PROBLEM A | Select every line in the entries below that contains the word "white".
PROBLEM B | Go on with the piece on interference patterns and measurement accuracy below, picking up after its last sentence.

Example of interference patterns in a shopping cart: The honeycomb moulding is the same dimension on each side of the cart, but optically they're different because the far side of the cart appears a bit smaller. A sideways movement of the camera of only a half inch makes the interference centers appear to move from one end of the cart to the other. The cart was 3 feet long - a spatial displacement multiplication of 64:1. Read on for how this applies to industry...

Eyeball accuracy isn't good enough for precision parts:
There was a time when measurement accuracy was pretty much limited to the resolution of the human eye (finest practical scale markings = 1/100 inch.) Somewhat finer measurements could be made using a magnifying glass, but the method was unreliable for various reasons. This limited the precision of scientific instruments and prevented the blessings of an industrial economy from coming to pass. Some inexpensive, reliable method was needed of making measurements ten times finer than could be done by eyeball accuracy.

A French scientist named Pierre Vernier (1584-1638) noticed a common phenomenon - interference patterns - and adapted it to the creation of an astoundingly useful measuring device. Interference patterns occur often in nature, such as waves of different frequency passing one another on the surface on a lake. Vernier realized an artificial interference pattern could be used in a novel way to make accurate measurements.

[Entries from a point annotation set]
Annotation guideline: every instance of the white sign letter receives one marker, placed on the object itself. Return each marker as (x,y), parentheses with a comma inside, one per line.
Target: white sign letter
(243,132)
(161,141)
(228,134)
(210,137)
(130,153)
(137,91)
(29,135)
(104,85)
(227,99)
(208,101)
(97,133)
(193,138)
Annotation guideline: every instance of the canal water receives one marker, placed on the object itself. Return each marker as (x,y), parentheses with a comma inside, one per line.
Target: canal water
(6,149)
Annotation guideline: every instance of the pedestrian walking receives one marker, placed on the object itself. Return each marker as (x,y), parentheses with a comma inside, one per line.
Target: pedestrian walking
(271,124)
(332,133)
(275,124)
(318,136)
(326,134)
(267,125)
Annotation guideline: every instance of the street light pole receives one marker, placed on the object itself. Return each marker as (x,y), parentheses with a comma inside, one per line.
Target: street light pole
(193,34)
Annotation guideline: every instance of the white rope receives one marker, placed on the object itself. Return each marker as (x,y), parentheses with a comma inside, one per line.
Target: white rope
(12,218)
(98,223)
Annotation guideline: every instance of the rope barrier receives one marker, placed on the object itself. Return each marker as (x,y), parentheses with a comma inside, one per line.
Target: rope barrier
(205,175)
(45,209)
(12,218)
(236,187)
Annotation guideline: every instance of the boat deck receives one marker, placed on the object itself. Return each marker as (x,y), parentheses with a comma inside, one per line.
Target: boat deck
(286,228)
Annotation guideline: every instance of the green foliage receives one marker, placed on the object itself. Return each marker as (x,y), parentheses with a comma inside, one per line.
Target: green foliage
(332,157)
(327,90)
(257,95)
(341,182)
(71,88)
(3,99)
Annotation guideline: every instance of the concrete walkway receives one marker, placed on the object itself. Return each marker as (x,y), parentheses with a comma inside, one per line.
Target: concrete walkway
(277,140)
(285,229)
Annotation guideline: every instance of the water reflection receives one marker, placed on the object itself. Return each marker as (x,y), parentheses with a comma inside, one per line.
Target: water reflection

EXERCISE RESPONSE A |
Annotation guideline: every instance of the white sign letter receives one marker, placed on the object itself. Return each marker as (x,y), parentheses with a comma inside, one per line.
Target: white sign letter
Annotation guideline: every instance of the white rope receives one marker, placed on the object itself. Return each marker as (x,y), parentheses with a comma inside, one per line.
Target: white rope

EXERCISE RESPONSE B |
Few people are aware of inventions that underlie other inventions - or that underlie our entire industrial/technical culture. The Vernier scale is one such invention. Vernier's concept leveraged eyeball-accuracy to a much greater precision. It allowed the manufacture of precision scientific instruments, accurately sized standard parts, and land surveying to unheard levels of exactitude. The scientific enlightenment and the industrial revolution that followed both profited from the use of this invention.

The Vernier scale is a displacement multiplier. Essentially it works by interference in two slightly dissimilar scales. As one scale moves along the other, the point of exact alignment between them moves very much faster than the scales themselves. You can use a crude Vernier device to make a better one, ratcheting up the precision in a reversal of the usual degradation of scale-copying to almost the limit of the material and design (about 1/1,000 inch). Vernier made this level of measuring precision feasible in the 1700's.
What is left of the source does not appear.